Please collect each line below that contains the string "blue". Case counts, so only matches with identical capital and lowercase letters qualify.

DATA SHOWN ::

_ _ _ _ _ _ _

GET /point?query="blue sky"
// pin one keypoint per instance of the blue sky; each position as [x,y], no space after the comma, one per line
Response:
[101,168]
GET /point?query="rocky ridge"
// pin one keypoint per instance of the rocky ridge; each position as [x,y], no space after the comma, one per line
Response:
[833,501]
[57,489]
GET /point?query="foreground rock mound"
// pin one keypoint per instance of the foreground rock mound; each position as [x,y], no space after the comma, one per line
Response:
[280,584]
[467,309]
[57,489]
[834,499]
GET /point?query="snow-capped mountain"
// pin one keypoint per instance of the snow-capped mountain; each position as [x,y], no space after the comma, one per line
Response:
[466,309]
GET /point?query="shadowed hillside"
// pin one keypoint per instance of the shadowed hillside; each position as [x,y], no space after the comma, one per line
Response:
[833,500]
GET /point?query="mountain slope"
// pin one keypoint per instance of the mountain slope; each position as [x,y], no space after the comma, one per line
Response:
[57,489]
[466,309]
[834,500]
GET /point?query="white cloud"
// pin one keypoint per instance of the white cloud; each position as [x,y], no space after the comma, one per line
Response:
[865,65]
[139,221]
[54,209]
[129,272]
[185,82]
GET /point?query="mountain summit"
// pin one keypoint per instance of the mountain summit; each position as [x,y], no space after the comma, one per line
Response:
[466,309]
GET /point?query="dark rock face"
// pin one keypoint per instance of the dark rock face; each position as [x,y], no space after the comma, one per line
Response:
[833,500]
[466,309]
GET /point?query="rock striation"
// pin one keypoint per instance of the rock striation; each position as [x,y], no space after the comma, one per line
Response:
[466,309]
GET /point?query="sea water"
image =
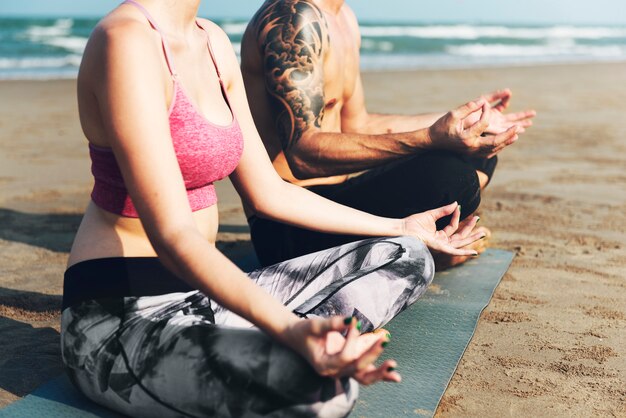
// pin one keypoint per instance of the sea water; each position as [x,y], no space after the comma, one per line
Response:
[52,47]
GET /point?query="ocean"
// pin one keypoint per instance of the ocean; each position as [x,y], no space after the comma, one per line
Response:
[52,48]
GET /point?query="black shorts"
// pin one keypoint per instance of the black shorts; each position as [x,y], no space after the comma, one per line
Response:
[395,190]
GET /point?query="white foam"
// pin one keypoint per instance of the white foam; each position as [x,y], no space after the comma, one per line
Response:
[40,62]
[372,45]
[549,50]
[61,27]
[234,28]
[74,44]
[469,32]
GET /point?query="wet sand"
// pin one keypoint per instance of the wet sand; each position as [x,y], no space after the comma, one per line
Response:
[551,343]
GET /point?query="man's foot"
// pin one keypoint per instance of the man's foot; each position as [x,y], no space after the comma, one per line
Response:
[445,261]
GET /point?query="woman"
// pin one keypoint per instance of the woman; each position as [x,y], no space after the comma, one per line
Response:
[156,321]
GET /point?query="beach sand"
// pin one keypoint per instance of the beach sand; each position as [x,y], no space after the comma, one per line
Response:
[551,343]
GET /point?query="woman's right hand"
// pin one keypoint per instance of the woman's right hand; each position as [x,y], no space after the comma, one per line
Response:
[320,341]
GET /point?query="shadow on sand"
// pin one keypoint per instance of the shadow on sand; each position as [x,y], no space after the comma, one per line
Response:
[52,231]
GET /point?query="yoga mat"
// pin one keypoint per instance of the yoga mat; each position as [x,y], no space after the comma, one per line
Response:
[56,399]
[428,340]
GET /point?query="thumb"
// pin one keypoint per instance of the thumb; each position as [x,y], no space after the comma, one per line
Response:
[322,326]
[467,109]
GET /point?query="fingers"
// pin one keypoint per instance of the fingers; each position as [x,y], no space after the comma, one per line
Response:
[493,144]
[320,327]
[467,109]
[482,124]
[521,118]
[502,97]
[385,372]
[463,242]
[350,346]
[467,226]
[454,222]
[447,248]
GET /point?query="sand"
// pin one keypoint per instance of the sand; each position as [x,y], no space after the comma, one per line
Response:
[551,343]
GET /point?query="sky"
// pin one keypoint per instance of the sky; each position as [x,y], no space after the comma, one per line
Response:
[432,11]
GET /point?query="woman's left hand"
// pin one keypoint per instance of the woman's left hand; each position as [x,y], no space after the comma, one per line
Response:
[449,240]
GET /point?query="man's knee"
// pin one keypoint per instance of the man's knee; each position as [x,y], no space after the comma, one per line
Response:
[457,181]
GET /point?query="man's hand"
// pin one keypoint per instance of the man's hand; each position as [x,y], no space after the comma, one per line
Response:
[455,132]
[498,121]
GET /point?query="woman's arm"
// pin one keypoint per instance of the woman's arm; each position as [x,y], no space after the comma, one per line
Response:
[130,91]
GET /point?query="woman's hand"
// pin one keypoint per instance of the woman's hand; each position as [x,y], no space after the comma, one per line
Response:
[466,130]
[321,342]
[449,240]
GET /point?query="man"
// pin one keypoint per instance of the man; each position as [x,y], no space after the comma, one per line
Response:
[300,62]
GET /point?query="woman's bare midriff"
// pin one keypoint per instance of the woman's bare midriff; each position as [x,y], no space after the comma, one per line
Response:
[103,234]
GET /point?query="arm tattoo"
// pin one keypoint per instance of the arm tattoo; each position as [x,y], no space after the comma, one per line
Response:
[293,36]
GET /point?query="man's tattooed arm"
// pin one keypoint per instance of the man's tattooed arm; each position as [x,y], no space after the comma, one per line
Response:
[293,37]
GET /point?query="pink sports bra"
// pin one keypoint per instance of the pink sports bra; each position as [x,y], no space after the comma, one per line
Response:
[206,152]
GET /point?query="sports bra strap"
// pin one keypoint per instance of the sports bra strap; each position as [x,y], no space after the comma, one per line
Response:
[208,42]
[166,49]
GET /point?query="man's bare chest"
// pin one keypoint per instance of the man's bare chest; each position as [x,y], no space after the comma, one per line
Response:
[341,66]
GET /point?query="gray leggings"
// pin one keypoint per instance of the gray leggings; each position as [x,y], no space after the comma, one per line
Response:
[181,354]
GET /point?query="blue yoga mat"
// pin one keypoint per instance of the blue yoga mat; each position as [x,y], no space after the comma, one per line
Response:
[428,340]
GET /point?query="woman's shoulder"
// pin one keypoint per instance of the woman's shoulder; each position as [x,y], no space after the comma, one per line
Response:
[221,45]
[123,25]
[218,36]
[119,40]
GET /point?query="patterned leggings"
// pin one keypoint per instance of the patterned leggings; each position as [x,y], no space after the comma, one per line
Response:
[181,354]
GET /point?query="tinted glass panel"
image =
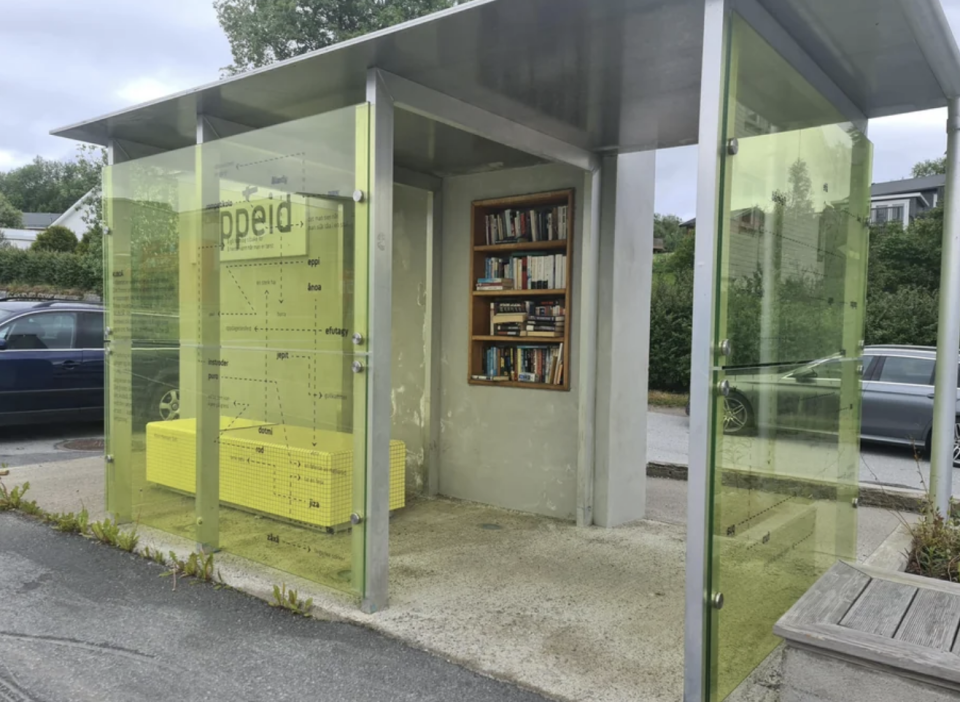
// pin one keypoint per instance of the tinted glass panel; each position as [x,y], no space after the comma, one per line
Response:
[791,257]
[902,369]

_ _ _ _ _ _ _

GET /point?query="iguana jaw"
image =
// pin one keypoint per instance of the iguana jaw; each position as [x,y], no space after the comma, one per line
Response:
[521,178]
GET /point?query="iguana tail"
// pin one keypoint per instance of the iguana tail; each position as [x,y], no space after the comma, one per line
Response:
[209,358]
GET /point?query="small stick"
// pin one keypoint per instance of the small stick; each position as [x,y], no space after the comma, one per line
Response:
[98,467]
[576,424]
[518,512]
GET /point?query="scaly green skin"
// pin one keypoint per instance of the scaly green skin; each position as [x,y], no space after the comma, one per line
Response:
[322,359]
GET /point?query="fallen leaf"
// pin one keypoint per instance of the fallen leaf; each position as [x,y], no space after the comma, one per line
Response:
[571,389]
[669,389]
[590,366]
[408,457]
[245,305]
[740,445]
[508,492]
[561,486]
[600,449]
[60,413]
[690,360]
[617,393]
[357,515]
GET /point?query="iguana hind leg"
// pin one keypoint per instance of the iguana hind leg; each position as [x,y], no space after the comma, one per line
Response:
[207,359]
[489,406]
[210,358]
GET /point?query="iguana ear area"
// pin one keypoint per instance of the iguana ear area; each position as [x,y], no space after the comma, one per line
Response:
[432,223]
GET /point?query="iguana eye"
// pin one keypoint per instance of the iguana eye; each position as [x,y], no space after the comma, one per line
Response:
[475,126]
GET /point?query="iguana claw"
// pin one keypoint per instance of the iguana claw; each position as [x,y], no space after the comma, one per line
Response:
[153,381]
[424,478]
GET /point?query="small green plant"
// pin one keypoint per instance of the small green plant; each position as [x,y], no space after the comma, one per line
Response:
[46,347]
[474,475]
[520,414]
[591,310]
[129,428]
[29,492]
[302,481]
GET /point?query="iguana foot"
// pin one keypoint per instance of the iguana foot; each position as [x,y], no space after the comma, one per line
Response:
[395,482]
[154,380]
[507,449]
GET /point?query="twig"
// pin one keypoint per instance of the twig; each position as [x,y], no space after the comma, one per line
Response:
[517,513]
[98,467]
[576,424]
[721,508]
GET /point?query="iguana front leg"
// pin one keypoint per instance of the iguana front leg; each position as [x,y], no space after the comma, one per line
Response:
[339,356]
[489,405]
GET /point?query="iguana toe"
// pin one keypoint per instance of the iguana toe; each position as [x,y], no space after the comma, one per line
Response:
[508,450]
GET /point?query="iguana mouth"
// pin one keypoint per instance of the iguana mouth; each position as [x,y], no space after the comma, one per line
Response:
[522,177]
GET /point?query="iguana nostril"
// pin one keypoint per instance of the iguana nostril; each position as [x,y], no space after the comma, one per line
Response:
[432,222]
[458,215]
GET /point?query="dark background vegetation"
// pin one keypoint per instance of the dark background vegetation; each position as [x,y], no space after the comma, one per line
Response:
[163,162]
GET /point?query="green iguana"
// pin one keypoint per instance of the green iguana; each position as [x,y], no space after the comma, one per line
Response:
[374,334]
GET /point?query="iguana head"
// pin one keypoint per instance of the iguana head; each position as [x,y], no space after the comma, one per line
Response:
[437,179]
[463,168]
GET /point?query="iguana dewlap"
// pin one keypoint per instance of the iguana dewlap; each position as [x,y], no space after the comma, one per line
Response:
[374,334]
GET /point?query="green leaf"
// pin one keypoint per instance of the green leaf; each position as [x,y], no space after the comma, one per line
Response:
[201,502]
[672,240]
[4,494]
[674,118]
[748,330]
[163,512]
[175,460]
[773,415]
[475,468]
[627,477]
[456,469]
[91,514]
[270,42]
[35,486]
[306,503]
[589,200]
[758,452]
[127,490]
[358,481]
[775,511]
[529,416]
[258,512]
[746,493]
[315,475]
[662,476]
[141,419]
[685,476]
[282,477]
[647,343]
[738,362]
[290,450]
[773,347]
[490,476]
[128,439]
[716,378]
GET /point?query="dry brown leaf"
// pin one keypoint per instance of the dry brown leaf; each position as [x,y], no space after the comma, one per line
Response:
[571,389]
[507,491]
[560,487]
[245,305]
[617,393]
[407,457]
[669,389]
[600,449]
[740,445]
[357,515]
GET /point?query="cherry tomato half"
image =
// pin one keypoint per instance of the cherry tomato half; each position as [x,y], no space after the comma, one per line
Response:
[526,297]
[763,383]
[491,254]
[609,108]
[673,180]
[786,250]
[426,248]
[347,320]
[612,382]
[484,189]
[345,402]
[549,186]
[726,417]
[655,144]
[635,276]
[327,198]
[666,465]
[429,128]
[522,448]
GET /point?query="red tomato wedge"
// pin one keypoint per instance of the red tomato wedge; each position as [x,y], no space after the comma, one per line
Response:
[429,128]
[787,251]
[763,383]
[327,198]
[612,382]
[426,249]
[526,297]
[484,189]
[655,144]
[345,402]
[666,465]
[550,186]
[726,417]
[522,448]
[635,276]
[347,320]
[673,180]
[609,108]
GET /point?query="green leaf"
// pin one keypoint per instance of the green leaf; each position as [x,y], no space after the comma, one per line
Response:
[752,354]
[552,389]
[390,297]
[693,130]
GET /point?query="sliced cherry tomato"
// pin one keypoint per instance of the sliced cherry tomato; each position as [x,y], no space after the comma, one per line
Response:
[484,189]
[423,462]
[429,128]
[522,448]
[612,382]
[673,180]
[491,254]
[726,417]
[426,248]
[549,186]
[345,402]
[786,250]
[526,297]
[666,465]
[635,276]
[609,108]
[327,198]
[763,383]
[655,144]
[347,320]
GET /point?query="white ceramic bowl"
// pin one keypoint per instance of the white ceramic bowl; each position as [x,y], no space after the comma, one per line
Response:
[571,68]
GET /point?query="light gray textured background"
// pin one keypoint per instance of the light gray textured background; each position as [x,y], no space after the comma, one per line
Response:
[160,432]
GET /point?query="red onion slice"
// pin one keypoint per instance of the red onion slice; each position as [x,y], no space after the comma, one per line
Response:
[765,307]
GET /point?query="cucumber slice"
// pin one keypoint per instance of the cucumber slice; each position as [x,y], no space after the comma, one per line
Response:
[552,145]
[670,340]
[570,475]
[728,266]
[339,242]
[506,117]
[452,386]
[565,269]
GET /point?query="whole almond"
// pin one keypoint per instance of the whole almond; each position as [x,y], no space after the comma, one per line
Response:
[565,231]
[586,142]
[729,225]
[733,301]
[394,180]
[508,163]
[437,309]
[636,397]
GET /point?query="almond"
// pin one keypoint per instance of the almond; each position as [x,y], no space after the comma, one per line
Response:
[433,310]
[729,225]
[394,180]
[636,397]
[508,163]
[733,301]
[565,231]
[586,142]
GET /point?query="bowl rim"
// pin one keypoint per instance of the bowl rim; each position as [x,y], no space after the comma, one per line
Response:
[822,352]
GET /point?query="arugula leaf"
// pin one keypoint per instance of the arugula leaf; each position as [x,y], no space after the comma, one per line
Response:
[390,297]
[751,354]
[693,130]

_ _ _ _ _ _ _

FULL ANSWER ::
GET /point?query="blue sky"
// pin one keypoint per instance of the blue sky; each position as [x,y], no space after the comma, one per line
GET /point?query="blue yoga mat"
// pin one keypoint per instance of the blue yoga mat; each position as [x,y], no space after the comma, one per line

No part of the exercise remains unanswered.